Task instructions
Please pick out each line of the listing below that contains the word "shrub" and copy those lines.

The data

┄┄┄┄┄┄┄┄┄┄

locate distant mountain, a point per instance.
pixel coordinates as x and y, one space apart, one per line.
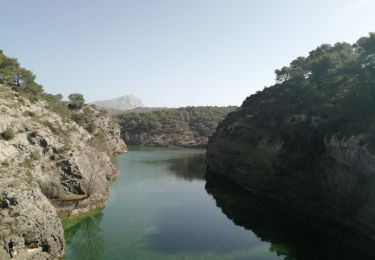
122 103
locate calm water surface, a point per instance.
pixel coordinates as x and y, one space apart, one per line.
161 207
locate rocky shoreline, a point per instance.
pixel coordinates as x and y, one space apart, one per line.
52 167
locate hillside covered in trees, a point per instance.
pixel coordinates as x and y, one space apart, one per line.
310 138
187 126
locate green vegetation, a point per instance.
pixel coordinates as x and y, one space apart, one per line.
76 101
7 134
293 140
176 124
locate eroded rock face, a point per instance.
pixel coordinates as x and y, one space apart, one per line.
296 142
29 227
53 167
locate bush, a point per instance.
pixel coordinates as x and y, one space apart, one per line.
29 113
91 128
7 134
35 155
76 101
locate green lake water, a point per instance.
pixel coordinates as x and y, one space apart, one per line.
161 207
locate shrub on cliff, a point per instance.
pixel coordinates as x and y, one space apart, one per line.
76 101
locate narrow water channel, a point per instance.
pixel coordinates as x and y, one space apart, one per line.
161 207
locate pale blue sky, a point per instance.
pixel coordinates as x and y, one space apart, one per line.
172 52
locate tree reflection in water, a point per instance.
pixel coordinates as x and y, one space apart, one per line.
292 233
189 168
86 232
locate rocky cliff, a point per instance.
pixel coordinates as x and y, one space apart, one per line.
50 166
120 104
186 126
309 139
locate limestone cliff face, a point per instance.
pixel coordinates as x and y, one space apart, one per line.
49 166
308 140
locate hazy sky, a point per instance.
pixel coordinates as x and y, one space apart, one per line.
172 52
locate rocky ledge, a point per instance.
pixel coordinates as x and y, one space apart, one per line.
49 167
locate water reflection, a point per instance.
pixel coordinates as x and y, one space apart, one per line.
86 235
291 234
189 168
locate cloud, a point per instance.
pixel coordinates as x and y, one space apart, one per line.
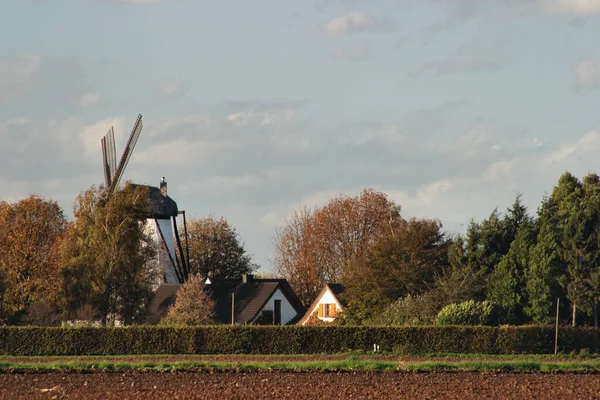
573 7
18 76
476 55
171 90
354 52
257 172
352 22
587 73
90 99
140 1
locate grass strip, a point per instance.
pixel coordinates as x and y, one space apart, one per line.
350 364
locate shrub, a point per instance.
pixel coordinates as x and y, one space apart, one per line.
469 313
51 341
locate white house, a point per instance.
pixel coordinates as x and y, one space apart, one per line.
242 301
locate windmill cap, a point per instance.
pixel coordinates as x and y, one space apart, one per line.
159 206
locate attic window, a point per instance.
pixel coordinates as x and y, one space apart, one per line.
327 310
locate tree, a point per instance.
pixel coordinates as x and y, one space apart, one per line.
546 277
507 285
315 247
581 245
108 259
403 261
30 231
299 256
215 249
193 306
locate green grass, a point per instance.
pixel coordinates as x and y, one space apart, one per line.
349 364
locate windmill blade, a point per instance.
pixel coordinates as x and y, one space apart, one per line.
112 153
109 157
133 137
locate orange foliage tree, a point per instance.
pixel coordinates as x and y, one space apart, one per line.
30 232
315 247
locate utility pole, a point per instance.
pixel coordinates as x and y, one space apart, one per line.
556 329
232 309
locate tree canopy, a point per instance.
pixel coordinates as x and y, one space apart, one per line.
216 250
30 231
108 259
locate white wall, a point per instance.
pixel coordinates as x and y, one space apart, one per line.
327 298
287 311
164 261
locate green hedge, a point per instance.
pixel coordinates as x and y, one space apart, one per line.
29 341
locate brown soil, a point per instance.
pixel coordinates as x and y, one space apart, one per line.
283 385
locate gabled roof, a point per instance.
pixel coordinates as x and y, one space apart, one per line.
249 297
336 290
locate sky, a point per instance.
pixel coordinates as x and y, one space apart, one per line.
253 109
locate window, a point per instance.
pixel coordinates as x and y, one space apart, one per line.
327 310
277 313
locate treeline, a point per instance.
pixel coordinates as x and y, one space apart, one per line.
401 271
510 268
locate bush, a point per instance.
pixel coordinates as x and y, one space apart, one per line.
51 341
469 313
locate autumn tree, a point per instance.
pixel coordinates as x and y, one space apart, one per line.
299 256
109 260
216 250
193 306
30 231
402 261
315 247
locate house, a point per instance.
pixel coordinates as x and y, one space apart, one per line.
255 301
327 305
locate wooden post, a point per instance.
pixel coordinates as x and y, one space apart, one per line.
556 330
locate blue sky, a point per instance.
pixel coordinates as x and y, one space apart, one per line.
253 109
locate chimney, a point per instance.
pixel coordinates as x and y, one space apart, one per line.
163 187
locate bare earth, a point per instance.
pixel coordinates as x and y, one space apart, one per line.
290 385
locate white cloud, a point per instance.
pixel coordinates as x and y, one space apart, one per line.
535 143
354 52
574 7
350 23
17 76
171 90
587 73
90 99
140 1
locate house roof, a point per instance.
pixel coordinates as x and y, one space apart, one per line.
249 298
336 290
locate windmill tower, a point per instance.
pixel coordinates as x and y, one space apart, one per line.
161 220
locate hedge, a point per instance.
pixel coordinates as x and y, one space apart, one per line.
44 341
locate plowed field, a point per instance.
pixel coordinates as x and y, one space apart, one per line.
289 385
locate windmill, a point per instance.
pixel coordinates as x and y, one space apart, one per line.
161 223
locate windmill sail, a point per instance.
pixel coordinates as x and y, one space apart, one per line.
133 137
109 157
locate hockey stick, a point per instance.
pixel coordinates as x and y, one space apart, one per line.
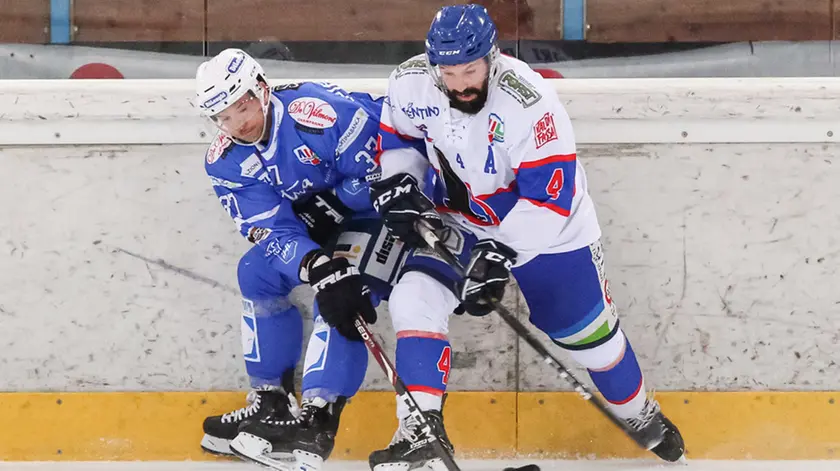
435 243
405 396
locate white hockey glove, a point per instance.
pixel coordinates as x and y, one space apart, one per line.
486 276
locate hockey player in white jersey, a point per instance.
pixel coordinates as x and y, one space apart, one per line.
501 179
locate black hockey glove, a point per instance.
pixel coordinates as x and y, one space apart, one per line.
323 214
402 205
339 291
486 276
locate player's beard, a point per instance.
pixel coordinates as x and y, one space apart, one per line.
469 107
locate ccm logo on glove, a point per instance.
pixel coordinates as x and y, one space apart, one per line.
335 277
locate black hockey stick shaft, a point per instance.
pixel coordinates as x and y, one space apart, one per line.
403 393
432 239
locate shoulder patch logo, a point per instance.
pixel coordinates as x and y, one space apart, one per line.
250 166
519 88
544 130
496 131
306 156
221 143
313 113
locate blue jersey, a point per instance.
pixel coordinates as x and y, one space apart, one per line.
321 138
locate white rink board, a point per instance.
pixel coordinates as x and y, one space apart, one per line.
472 465
118 264
119 271
50 112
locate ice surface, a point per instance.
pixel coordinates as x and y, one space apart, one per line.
471 465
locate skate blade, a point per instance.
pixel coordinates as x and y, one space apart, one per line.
216 445
257 450
434 464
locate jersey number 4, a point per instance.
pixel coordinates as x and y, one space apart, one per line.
555 184
445 363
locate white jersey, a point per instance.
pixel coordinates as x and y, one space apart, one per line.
509 172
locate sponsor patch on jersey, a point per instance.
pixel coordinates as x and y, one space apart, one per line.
308 130
287 86
220 144
496 130
357 124
353 186
216 181
250 166
286 252
519 88
420 112
544 130
313 113
411 67
306 155
258 234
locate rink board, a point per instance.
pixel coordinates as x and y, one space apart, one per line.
167 425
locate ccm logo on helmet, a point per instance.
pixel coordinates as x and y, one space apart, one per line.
236 63
215 100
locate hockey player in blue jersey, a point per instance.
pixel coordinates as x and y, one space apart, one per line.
290 166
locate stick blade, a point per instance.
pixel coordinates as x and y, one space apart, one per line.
527 467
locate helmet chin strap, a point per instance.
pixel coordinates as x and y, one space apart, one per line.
264 104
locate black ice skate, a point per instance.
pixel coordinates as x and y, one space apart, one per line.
411 447
662 437
289 441
219 430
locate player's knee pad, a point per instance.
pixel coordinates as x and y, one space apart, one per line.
272 333
601 354
333 366
420 303
614 369
259 281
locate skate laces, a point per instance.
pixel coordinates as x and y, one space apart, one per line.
253 399
647 414
408 430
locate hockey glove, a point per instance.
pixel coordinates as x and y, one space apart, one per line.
402 205
323 214
339 292
486 276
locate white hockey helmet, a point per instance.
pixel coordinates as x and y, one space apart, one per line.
224 79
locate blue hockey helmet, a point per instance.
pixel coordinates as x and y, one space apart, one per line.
460 34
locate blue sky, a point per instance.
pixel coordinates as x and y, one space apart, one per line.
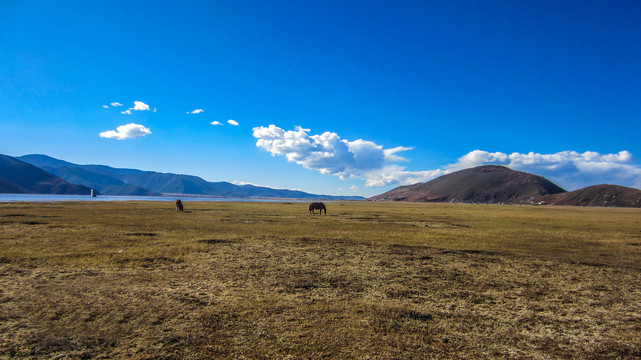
331 97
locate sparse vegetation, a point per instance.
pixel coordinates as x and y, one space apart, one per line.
268 280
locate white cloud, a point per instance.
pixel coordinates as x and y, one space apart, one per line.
569 169
140 106
128 131
329 154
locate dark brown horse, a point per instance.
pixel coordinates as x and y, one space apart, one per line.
319 206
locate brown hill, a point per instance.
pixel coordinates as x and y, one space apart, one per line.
489 184
598 195
19 177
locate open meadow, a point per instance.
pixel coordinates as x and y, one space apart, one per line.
369 280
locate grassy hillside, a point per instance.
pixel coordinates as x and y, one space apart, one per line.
268 280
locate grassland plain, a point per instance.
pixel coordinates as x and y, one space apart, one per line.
268 280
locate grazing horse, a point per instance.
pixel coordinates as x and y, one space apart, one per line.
319 206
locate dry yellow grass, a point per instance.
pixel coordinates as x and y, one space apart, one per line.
369 280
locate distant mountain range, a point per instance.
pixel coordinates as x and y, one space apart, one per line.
493 184
107 180
20 177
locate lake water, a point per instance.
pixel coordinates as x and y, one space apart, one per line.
52 198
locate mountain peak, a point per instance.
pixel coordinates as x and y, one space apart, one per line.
482 184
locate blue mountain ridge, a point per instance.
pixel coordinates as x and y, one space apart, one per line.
117 181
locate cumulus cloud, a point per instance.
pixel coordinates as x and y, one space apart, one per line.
128 131
329 154
140 106
569 169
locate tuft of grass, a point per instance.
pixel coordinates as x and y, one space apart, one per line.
268 280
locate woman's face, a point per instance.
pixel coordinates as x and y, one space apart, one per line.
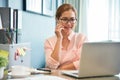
68 20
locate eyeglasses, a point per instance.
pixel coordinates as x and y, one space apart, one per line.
68 20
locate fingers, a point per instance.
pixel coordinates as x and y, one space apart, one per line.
59 27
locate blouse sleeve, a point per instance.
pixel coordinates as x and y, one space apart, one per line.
50 62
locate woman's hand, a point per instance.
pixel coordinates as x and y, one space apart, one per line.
58 30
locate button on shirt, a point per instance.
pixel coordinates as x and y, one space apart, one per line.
71 55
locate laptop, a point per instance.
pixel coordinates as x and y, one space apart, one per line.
98 59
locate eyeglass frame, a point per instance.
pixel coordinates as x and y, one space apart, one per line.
72 21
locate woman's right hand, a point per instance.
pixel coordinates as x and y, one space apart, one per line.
58 30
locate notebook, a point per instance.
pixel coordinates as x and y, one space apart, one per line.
98 59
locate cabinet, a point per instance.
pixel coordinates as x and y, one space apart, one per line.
21 60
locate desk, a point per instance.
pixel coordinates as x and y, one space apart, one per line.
58 74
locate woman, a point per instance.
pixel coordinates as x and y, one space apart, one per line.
63 50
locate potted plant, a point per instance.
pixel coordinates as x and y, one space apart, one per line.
3 64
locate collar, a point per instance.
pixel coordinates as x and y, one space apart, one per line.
71 35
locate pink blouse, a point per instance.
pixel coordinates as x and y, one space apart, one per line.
71 55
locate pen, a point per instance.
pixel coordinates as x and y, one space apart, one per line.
44 69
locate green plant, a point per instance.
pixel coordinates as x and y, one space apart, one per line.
3 62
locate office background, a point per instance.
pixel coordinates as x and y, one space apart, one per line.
35 29
98 23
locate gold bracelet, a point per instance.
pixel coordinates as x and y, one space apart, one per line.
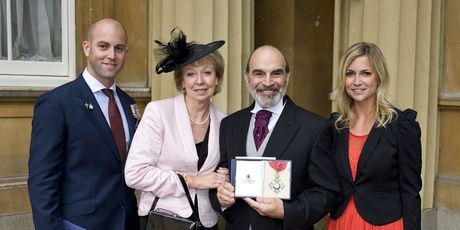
185 178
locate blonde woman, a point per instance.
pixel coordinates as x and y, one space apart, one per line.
377 148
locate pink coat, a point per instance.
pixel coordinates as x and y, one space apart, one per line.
162 146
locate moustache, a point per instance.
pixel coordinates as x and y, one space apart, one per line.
273 88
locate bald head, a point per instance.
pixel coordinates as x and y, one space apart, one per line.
264 51
106 22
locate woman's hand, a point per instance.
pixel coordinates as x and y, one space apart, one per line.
224 171
206 181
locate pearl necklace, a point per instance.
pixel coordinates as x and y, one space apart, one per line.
200 123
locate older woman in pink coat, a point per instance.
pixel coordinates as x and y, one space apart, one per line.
180 134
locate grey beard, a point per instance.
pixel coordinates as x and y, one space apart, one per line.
268 101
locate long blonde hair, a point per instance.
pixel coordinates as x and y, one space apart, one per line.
383 109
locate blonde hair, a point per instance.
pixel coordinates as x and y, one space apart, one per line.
383 109
217 61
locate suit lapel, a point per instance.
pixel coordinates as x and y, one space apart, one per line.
95 115
284 130
240 132
369 147
342 147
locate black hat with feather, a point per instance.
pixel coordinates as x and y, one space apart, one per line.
178 53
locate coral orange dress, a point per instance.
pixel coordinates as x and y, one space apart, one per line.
350 219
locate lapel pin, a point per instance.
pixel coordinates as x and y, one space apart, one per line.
89 106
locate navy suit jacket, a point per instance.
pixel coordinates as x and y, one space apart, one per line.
299 136
75 172
388 181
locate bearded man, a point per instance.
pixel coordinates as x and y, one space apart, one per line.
292 133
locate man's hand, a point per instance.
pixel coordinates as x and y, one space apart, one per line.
265 206
226 195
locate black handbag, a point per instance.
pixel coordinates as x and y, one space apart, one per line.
164 221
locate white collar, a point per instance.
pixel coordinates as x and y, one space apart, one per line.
276 109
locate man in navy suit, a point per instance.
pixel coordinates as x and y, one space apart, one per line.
293 134
76 165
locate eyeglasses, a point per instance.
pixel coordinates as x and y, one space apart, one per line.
273 74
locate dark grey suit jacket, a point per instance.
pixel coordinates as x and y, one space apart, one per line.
75 172
299 136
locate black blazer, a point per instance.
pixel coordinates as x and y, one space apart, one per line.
297 136
75 172
388 181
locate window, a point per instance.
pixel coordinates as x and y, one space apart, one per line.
36 42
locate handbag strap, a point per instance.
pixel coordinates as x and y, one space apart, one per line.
189 198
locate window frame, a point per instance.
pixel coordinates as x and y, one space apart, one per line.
34 74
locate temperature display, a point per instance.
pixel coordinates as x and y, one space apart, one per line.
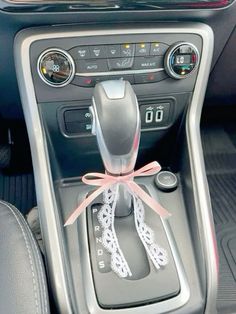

┄┄┄┄┄┄┄┄┄┄

Right answer
locate shrub on cliff, a point per instance.
locate shrub, a point per instance.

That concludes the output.